— Begin EXTRACTED DATA —

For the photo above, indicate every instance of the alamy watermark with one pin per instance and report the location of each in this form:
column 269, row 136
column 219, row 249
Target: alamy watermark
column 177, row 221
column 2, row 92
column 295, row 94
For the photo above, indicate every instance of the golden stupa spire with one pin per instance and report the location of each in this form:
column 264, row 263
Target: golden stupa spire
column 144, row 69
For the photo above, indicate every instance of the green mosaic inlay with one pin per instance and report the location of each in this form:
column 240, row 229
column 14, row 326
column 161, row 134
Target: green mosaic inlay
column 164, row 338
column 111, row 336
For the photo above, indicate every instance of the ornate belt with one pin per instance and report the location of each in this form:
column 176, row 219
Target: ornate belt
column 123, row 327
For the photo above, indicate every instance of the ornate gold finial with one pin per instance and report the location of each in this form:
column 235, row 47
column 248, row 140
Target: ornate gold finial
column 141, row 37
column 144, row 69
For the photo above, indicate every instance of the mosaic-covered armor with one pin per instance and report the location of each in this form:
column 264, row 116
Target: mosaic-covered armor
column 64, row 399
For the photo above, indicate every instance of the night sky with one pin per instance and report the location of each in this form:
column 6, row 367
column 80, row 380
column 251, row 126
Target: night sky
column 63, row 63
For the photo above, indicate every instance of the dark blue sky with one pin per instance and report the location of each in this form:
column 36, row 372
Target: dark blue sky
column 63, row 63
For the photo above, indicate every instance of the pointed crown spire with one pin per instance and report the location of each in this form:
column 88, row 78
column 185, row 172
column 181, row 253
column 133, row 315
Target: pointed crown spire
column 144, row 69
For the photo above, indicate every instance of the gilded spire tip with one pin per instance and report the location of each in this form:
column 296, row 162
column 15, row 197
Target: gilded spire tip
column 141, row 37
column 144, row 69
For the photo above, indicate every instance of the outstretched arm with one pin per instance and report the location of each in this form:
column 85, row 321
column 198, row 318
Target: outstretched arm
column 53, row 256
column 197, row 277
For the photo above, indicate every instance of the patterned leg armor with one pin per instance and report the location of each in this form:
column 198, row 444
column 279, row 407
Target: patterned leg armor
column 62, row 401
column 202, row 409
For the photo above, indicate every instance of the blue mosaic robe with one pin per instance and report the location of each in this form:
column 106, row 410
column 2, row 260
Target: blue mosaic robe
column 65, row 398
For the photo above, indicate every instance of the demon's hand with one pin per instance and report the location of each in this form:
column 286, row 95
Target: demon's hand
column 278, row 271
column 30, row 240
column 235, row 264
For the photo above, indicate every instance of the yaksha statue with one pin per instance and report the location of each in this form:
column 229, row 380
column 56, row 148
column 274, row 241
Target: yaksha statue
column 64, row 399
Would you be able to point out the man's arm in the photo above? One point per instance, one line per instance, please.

— End EXTRACTED DATA —

:: TASK INSTRUCTIONS ::
Output as a numbered list, skipping any blank lines, every line of the records starting with the one that contains "For the photo above, indicate every instance of the outstretched" and going on through the end of the records.

:: CORRECT OUTPUT ::
1. For the photo above, indicate every instance of the outstretched arm with one pin per instance and report the location of each in this form:
2. column 85, row 321
3. column 198, row 318
4. Target: outstretched arm
5. column 53, row 256
6. column 197, row 277
7. For the photo above, indicate every instance of the patterned leg armor with one pin per instance and report the location of each in this form:
8. column 198, row 444
9. column 279, row 407
10. Target: patterned leg armor
11. column 62, row 401
12. column 202, row 409
13. For the photo above, indicate every instance of the blue mosaic robe with one pin per instance and report the location of each in this form:
14. column 106, row 410
15. column 2, row 260
16. Target: blue mosaic robe
17. column 65, row 398
18. For the photo above, indicate every instance of the demon's hand with one pin per instance and report the location of each in this form:
19. column 286, row 95
20. Target: demon's hand
21. column 278, row 271
22. column 30, row 240
23. column 235, row 264
24. For the photo above, indicate every instance of the yaksha statue with one pin per instance and report the location of each in this form:
25. column 229, row 380
26. column 56, row 148
27. column 274, row 241
28. Target: yaksha statue
29. column 64, row 399
30. Would you be able to point out the man's arm in the photo above? One point per instance, one line per instance, please.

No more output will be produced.